## SET EXERCISE
Update the records starting at the line that contains "the bird's head." and running through the end of the records, replacing "paint" with "coating" and changing nothing else.
--- RECORDED INFORMATION ---
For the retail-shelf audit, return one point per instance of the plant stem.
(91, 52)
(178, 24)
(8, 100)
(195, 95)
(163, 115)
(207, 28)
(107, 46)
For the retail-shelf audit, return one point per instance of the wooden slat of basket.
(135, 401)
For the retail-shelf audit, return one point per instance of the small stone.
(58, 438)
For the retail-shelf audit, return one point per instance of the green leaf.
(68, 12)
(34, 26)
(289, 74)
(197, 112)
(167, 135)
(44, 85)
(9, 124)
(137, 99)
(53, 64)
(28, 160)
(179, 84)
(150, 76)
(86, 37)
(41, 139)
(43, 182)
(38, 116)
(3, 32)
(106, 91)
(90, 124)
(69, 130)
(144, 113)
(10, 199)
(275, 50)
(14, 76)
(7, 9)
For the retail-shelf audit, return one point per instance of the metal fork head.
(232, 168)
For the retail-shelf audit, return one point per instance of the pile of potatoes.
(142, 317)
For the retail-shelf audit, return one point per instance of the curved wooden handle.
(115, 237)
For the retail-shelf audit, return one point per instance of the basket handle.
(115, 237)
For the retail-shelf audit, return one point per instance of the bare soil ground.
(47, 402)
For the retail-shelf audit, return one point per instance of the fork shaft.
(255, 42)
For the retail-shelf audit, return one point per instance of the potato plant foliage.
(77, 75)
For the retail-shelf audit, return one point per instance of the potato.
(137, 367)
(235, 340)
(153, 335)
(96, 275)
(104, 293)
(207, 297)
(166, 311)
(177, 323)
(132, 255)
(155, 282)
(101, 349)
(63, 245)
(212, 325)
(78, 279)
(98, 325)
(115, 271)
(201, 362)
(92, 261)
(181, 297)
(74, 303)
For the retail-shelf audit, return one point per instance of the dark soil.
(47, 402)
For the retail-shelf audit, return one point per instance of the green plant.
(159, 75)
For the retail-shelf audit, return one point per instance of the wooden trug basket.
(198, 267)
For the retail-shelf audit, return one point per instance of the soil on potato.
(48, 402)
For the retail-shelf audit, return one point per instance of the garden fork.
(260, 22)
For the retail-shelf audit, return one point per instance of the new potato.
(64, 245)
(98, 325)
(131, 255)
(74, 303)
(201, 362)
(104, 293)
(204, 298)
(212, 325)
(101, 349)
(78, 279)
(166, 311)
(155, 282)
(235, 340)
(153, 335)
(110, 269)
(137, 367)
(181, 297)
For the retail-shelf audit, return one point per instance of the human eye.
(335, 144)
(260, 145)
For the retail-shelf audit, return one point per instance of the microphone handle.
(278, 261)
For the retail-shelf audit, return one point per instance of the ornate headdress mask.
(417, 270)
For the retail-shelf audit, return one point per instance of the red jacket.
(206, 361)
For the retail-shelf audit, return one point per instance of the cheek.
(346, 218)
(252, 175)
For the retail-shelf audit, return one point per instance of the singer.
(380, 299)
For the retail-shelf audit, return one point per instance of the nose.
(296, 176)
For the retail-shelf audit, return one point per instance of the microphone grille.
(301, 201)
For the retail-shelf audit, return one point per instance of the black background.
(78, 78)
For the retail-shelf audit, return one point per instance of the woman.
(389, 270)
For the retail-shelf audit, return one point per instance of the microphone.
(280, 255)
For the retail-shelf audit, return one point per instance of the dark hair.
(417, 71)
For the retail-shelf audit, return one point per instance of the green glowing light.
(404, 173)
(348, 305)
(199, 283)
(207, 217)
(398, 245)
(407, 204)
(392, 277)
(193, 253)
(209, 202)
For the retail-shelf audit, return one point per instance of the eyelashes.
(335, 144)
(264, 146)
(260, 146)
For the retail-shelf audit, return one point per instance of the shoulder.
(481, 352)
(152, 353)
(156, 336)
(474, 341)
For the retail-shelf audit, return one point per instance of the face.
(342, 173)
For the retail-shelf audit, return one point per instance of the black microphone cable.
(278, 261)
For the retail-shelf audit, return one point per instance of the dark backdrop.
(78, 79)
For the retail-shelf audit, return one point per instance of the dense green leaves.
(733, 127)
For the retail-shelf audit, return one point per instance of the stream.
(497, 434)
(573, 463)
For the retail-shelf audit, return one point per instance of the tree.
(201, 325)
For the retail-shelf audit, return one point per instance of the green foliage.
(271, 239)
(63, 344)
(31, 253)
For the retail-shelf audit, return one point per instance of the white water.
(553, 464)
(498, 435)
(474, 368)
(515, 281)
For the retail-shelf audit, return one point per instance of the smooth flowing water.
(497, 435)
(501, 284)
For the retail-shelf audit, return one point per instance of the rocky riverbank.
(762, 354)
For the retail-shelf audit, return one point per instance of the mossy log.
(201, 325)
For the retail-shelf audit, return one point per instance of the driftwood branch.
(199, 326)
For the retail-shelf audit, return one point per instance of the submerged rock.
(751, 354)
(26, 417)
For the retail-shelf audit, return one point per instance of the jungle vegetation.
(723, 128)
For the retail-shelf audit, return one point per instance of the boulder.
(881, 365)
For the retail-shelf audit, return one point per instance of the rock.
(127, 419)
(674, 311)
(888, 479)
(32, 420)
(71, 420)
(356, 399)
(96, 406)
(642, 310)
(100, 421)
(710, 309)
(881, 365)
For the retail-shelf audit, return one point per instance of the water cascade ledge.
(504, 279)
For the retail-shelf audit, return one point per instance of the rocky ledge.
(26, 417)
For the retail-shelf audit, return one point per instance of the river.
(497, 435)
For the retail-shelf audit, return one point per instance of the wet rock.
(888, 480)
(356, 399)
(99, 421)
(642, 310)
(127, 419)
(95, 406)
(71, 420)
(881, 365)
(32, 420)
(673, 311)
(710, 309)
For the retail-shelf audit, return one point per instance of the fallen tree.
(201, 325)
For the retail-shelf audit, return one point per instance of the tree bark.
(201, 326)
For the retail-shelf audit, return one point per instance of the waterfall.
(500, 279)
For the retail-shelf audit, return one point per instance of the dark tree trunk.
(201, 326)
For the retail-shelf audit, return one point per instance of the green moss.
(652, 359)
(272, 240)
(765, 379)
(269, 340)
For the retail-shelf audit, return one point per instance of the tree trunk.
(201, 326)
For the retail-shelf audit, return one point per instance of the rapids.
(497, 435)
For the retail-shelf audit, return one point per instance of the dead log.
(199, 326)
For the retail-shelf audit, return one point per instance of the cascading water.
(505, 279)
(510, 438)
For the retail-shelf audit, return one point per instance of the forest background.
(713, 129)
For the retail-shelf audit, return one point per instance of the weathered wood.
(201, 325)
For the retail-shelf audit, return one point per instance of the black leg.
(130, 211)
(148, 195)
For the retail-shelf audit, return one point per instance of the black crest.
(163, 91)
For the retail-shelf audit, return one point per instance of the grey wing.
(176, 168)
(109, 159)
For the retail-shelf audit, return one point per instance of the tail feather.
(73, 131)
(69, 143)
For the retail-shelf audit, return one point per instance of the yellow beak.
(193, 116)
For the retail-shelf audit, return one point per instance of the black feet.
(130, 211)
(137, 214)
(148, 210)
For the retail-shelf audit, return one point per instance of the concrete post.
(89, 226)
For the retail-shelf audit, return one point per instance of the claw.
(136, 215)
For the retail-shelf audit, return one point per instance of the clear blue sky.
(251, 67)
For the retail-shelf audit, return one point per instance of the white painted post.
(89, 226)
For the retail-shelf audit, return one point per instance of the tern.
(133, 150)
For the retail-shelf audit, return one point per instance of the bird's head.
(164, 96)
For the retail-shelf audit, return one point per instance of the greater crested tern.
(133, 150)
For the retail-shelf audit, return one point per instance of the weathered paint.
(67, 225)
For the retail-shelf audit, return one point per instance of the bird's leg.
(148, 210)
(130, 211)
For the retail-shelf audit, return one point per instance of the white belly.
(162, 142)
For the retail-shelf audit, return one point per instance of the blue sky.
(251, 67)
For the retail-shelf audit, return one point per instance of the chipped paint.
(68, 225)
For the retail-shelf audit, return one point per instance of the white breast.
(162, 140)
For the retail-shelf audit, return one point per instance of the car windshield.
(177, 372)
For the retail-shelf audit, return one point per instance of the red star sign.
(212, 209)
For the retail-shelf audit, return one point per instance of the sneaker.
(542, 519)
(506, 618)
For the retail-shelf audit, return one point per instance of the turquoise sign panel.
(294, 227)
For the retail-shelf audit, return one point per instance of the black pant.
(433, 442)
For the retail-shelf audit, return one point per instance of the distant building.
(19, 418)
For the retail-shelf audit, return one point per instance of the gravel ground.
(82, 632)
---
## SOLUTION TO THE EXERCISE
For the retail-shelf audit, return one point per instance of the bird's head.
(164, 96)
For the retail-shelf audit, return one point per instance of the greater crested tern.
(133, 150)
For the retail-shelf audit, return one point per instance of the weathered coating.
(67, 225)
For the retail-shelf audit, return one point per instance of the bird's leg.
(148, 210)
(130, 211)
For the retail-shelf audit, return one point per instance of the white belly.
(162, 142)
For the retail-shelf audit, return one point per instance of the blue sky.
(251, 67)
For the retail-shelf audit, return one point per instance of the chipped coating.
(68, 225)
For the retail-shelf audit, return one point per instance of the white breast.
(162, 140)
For the retail-shelf audit, return one point per instance of the car windshield.
(177, 372)
For the retail-shelf audit, return one point per instance of the red star sign.
(212, 209)
For the retail-shelf audit, return one point per instance of the sneaker.
(542, 519)
(506, 618)
For the retail-shelf audit, return one point per instance of the turquoise sign panel.
(294, 227)
For the retail-shelf audit, return one point per instance of the black pant.
(433, 442)
For the retail-shelf audit, return one point per instance of the distant building.
(19, 418)
For the retail-shelf audit, return one point per instance of the gravel ground.
(82, 632)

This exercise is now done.